** Records for this exercise follows **

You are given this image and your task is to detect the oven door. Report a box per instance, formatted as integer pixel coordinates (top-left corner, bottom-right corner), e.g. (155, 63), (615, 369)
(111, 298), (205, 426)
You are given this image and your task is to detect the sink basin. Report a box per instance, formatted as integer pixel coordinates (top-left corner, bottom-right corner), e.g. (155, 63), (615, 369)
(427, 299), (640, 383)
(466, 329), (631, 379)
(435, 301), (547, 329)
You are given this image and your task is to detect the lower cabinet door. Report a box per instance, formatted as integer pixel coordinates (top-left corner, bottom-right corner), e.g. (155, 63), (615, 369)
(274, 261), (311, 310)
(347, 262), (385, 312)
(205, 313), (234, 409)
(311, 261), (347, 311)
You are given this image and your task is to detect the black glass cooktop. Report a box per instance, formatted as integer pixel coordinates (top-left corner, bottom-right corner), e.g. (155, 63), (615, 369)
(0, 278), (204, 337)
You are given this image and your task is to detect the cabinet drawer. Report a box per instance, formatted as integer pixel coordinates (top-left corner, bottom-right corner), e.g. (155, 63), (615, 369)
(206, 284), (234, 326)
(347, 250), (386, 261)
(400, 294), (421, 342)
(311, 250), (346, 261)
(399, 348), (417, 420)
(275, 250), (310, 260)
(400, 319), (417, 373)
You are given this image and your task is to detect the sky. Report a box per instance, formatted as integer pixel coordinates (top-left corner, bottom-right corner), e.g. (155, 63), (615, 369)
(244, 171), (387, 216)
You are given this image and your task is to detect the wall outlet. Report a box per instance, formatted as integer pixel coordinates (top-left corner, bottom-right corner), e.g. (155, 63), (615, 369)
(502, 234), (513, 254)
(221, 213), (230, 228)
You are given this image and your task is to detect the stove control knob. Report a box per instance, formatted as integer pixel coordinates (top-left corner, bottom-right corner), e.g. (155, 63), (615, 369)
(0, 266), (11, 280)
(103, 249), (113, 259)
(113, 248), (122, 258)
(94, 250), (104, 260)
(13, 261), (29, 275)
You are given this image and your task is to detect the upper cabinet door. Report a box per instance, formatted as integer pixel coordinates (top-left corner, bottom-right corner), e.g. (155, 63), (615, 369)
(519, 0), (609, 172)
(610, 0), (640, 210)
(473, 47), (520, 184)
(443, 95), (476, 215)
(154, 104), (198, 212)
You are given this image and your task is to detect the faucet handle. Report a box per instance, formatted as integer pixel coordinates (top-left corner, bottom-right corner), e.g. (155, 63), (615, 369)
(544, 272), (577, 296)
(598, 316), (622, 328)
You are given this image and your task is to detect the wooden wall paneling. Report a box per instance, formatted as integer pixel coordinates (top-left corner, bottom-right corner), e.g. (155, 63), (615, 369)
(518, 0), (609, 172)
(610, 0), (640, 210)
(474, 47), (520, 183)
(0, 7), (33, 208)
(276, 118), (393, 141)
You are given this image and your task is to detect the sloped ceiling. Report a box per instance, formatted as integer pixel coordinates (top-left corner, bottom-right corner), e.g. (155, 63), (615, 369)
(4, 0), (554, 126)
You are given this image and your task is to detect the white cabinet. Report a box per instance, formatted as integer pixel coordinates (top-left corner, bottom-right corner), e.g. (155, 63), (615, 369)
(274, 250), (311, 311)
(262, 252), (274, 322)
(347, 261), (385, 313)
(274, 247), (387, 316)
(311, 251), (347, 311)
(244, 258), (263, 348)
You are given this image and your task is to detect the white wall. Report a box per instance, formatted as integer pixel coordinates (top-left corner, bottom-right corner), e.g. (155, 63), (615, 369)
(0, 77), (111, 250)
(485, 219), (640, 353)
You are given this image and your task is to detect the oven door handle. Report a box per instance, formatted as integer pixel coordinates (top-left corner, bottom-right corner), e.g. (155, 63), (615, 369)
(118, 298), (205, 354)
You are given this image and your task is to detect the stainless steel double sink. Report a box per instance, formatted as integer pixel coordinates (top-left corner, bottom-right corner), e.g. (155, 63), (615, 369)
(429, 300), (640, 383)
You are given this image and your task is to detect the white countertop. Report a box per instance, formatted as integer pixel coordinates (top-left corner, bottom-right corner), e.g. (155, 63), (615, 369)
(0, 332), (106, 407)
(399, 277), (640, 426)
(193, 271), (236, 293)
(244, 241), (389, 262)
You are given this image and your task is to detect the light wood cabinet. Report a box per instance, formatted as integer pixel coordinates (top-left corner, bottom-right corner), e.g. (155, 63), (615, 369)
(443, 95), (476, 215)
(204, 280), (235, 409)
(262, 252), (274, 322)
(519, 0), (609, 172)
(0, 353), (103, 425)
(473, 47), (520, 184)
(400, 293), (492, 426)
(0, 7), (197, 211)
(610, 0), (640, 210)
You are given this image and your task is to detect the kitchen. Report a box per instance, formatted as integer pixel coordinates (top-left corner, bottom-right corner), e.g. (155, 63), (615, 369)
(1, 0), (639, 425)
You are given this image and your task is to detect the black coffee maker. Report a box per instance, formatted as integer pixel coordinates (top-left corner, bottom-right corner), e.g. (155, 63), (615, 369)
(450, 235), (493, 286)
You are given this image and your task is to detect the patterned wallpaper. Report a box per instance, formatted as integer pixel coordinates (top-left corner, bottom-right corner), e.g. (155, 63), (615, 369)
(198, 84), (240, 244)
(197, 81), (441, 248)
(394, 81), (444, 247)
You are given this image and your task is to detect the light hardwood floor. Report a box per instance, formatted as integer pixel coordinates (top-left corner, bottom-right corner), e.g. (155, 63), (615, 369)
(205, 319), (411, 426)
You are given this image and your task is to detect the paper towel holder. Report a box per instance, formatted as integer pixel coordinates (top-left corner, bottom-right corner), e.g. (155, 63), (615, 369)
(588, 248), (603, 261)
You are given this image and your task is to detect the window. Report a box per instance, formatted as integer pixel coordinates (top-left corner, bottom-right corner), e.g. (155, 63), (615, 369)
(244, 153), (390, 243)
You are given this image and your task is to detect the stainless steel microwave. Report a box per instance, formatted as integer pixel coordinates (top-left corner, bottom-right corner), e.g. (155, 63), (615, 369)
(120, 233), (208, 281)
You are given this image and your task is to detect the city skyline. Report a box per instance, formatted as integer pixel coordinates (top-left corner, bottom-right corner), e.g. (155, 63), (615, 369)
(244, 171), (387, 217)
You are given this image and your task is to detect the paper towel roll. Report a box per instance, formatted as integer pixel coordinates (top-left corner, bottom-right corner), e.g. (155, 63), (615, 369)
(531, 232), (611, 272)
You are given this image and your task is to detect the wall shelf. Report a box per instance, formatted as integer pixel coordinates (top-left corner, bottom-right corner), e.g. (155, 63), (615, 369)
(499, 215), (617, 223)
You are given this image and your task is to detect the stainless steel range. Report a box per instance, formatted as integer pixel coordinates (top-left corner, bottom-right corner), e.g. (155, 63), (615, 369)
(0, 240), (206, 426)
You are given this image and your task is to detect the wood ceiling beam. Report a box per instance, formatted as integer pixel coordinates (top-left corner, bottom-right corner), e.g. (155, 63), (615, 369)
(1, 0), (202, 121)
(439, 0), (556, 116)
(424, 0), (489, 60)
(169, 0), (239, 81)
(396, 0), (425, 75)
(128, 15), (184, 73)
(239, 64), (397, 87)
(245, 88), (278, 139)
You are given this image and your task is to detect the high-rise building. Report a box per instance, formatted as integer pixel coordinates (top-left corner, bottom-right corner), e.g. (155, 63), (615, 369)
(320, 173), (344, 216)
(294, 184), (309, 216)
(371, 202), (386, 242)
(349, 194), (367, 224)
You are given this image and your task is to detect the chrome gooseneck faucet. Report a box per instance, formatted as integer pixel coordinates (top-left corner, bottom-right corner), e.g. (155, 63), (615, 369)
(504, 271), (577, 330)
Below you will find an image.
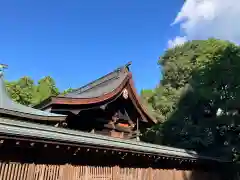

** End of Records for this exercise **

__Problem to work on__
Could the lines above be copied out exactly, with no image carried over?

__Result below__
You are given this image and your task is to detect the oven door. Report a box per instance, formatted as integer pixel coordinates (top-left corner, bottom-right corner), e.g. (155, 63), (615, 369)
(111, 298), (205, 426)
You are given this image and your task is to detect the sink basin. Report a box per instance, formatted as integer pixel coordinates (top-left corner, bottom-right corner), e.g. (155, 63), (615, 369)
(427, 299), (640, 383)
(466, 329), (631, 379)
(435, 301), (547, 329)
You are given this image and your task is to detect the lower cabinet door. Report a box per instance, formatted as integer pixel coordinates (top-left corner, bottom-right corner), e.g. (155, 63), (615, 369)
(274, 261), (311, 310)
(347, 262), (385, 312)
(205, 313), (234, 409)
(311, 261), (347, 311)
You are given this image and your task is to detect the black glass cooktop. Report a box per instance, formatted as integer pixel coordinates (top-left corner, bottom-right corner), e.g. (155, 63), (615, 369)
(0, 278), (204, 337)
You are given this image and your task is to detect the cabinet drawer. Report a box per instance, formatted as integer pixel coordinates (top-left corner, bottom-right corner), e.g. (155, 63), (615, 369)
(206, 284), (234, 326)
(347, 250), (386, 261)
(400, 294), (421, 342)
(311, 250), (346, 261)
(399, 348), (417, 420)
(275, 250), (310, 260)
(400, 319), (417, 373)
You are given this image and your task is to detect the sky. Report a box per instance, formatted as integer pixel coordinates (top-left corner, bottom-right corner), e.g. (155, 63), (615, 369)
(244, 171), (387, 216)
You are given this image and your task is to detect the wall outlet. Report a box per instance, formatted as integer pixel coordinates (top-left corner, bottom-right corner), e.g. (155, 63), (615, 369)
(502, 234), (513, 254)
(221, 213), (230, 228)
You are given this image and your task is to detect the stove control knob. Report a box per instance, formatted as integer pixel coordinates (top-left corner, bottom-right corner), e.g. (155, 63), (615, 369)
(0, 266), (11, 280)
(103, 249), (113, 259)
(113, 248), (122, 258)
(94, 250), (104, 260)
(13, 261), (29, 275)
You are given this image and your task is to detect the upper cabinet door. Report a box per instance, formatted as integer pixel coordinates (top-left corner, bottom-right corner), e.g. (155, 63), (615, 369)
(519, 0), (609, 172)
(610, 0), (640, 210)
(473, 47), (520, 184)
(443, 95), (476, 215)
(154, 104), (198, 212)
You are given this image and your task is to detect the faucet handle. Report a box per instance, formatted as integer pixel coordinates (top-left corner, bottom-right corner), e.g. (155, 63), (615, 369)
(544, 272), (577, 296)
(598, 316), (622, 328)
You are given this image and your task is to detect the wooden wall paneling. Report a box per instance, formatted as integer pixel coordinates (top-left corner, bottom-right corner), e.g. (155, 63), (615, 369)
(518, 0), (609, 172)
(610, 0), (640, 210)
(474, 47), (520, 183)
(0, 7), (33, 208)
(276, 118), (393, 141)
You are given this image and your task is to detect the sloped ceiling. Report a box per instance, formatted as integer pixel coordinates (top-left corner, bottom-right corner), e.g. (155, 63), (615, 369)
(4, 0), (554, 126)
You are given this image and your task is to detect the white cabinet. Report a box per instance, formatted as integer pixel coordinates (top-left corner, bottom-right corner), e.g. (155, 63), (615, 369)
(274, 250), (311, 311)
(262, 252), (274, 322)
(347, 261), (385, 313)
(274, 247), (387, 316)
(311, 251), (347, 311)
(244, 258), (263, 348)
You are given this image and your task is to detect the white wall. Report a box per instance, formatted as integer pixel coordinates (top-left corner, bottom-right corner), e.g. (155, 63), (615, 369)
(0, 77), (111, 250)
(485, 219), (640, 353)
You are given this image and your task is to detect the oven door handle. Report a box per instance, formatted as integer pixel coordinates (top-left corner, bottom-right corner), e.g. (155, 63), (615, 369)
(118, 298), (205, 354)
You are given this image and your task is to detect the stainless steel double sink. Report a box per instance, formatted as integer pixel coordinates (top-left corner, bottom-right corner), e.g. (155, 63), (615, 369)
(429, 300), (640, 383)
You are given this image and your task is to detect the white countertop. Report a box per instance, formatted as integer pixel coordinates (top-left corner, bottom-right corner), e.g. (155, 63), (615, 369)
(0, 332), (106, 407)
(399, 277), (640, 426)
(193, 271), (236, 293)
(244, 241), (389, 262)
You are given this image and your task is to detect the light wood cabinet. Report a box per instance, formatted as integer pixel coordinates (top-left corner, bottom-right corner), e.g. (155, 63), (615, 369)
(443, 95), (476, 215)
(204, 280), (235, 409)
(262, 252), (274, 322)
(519, 0), (609, 172)
(0, 353), (103, 425)
(473, 47), (520, 184)
(400, 293), (492, 426)
(0, 7), (197, 211)
(610, 0), (640, 210)
You are given this image and your task is to detect the kitchen. Report a box per instance, formatted as integer pixel coordinates (top-left corner, bottom-right corner), e.g. (155, 63), (615, 369)
(1, 0), (639, 425)
You are given this image and your task is to detect the black coffee maker. Report a box per instance, formatted as integer pixel coordinates (top-left corner, bottom-right corner), e.g. (155, 63), (615, 369)
(450, 235), (493, 286)
You are given this image and your task is to detect the patterned wallpaper. Report a box per instance, formatted as integer pixel coordinates (top-left corner, bottom-right corner), e.g. (155, 63), (615, 369)
(198, 84), (240, 244)
(197, 81), (441, 248)
(394, 81), (444, 247)
You are given this image and your task is to detect the light hardwood floor. Report a box per instance, formatted as integer pixel coordinates (top-left corner, bottom-right corner), e.g. (155, 63), (615, 369)
(205, 319), (411, 426)
You are given this image and your task is to detect the paper towel holder. Report a box per instance, formatted as integer pixel coordinates (top-left corner, bottom-right corner), e.g. (155, 63), (615, 369)
(588, 248), (603, 261)
You are given this image and your task is to detect the window. Report a box per instance, formatted as integer pixel coordinates (top-left corner, bottom-right corner), e.g. (155, 63), (615, 369)
(244, 153), (390, 243)
You are given this image and your task is to detect the stainless steel microwave. Report a box per instance, formatted as integer pixel coordinates (top-left corner, bottom-right corner), e.g. (155, 63), (615, 369)
(120, 233), (208, 281)
You are given this image and your task is to detect the city skyline. Report a box per instance, formatted as integer pixel coordinates (top-left corner, bottom-right corner), e.g. (155, 63), (615, 369)
(244, 171), (387, 217)
You are given this image and your task is to detect the paper towel roll. Report a box per instance, formatted as integer pixel coordinates (top-left corner, bottom-right corner), e.g. (155, 63), (615, 369)
(531, 232), (611, 272)
You are given this image and your task is to detect the wall shelf. Report a box per instance, formatted as integer pixel coordinates (top-left corner, bottom-right corner), e.g. (155, 63), (615, 369)
(499, 215), (617, 223)
You are given this image and your task is to detect the stainless steel range. Report a box per instance, formatted as integer pixel coordinates (top-left corner, bottom-right corner), e.g. (155, 63), (615, 369)
(0, 240), (206, 426)
You are given this image and your task is to detect the wood ceiling beam. Report a box per instance, formatted as integer pixel coordinates (top-left corner, bottom-right corner), e.g. (155, 63), (615, 369)
(1, 0), (202, 121)
(439, 0), (556, 116)
(424, 0), (489, 60)
(169, 0), (239, 81)
(396, 0), (425, 75)
(128, 15), (184, 73)
(239, 64), (397, 87)
(245, 88), (278, 139)
You are given this image and your task is to detect the high-rise building. Report a box per instance, formatted as integer pixel coordinates (top-left corner, bottom-right corner), e.g. (155, 63), (615, 369)
(320, 173), (344, 216)
(294, 184), (309, 216)
(371, 202), (386, 242)
(349, 194), (367, 224)
You are given this image and your task is to detect the chrome gooseneck faucet. Report a box per instance, formatted as integer pixel coordinates (top-left corner, bottom-right corner), e.g. (155, 63), (615, 369)
(504, 271), (577, 330)
Below you will find an image.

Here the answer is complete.